■ EXERCISE BRIEF ■
Return each entry unchanged.

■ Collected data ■
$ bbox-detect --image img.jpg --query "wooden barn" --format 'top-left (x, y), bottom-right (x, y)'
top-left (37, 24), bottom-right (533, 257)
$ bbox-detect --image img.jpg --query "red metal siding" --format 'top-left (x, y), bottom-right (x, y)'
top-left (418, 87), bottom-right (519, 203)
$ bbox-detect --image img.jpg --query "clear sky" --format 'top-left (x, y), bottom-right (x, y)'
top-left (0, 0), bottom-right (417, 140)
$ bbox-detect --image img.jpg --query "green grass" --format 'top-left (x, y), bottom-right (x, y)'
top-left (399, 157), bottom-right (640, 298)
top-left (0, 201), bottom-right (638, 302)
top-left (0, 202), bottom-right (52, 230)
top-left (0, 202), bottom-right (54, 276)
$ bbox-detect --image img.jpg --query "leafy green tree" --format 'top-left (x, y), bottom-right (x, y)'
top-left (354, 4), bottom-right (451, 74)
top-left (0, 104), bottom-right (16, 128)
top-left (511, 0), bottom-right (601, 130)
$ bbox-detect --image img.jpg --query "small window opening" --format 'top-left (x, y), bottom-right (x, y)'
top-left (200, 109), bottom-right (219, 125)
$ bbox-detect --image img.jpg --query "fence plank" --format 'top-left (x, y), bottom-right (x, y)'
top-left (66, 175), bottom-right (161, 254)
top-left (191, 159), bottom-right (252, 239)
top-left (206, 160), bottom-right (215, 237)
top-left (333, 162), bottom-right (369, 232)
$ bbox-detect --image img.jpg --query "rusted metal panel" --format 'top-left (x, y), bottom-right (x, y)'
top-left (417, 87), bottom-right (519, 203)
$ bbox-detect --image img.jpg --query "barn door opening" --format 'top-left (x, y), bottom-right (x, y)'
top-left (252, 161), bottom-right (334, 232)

■ COMPLETED TASK ■
$ bbox-detect --image img.jpg --query "wooden barn" --format 'top-left (x, y), bottom-right (x, y)'
top-left (37, 24), bottom-right (533, 257)
$ bbox-detect --image img.jpg --query "red metal siding" --format 'top-left (x, y), bottom-right (x, y)'
top-left (418, 87), bottom-right (519, 203)
$ bbox-detect --image img.jpg --query "clear sky" --format 'top-left (x, y), bottom-right (x, y)'
top-left (0, 0), bottom-right (417, 140)
$ bbox-detect --image img.jpg --query "green grass" --format 'top-left (x, y), bottom-right (x, y)'
top-left (399, 157), bottom-right (640, 298)
top-left (0, 201), bottom-right (638, 302)
top-left (0, 202), bottom-right (52, 230)
top-left (0, 202), bottom-right (54, 276)
$ bbox-detect --image img.jpg --query "leafy green tree" --format 'top-left (x, y), bottom-right (x, y)'
top-left (354, 4), bottom-right (451, 74)
top-left (0, 104), bottom-right (16, 128)
top-left (511, 0), bottom-right (601, 130)
$ bbox-detect --image img.jpg --query "small window opening" --format 'top-left (x, y), bottom-right (x, y)'
top-left (200, 109), bottom-right (219, 125)
$ bbox-detect --image img.jpg --query "fence plank" --format 'top-left (x, y), bottom-right (x, y)'
top-left (66, 175), bottom-right (161, 254)
top-left (191, 159), bottom-right (252, 239)
top-left (206, 160), bottom-right (215, 237)
top-left (333, 162), bottom-right (369, 232)
$ bbox-detect --image img.jpg --query "rusted metal panel" --format 'top-left (x, y), bottom-right (x, y)'
top-left (417, 87), bottom-right (519, 203)
$ bbox-detect --image img.jpg --query "barn door opening" --format 'top-left (x, y), bottom-right (x, y)'
top-left (252, 161), bottom-right (334, 232)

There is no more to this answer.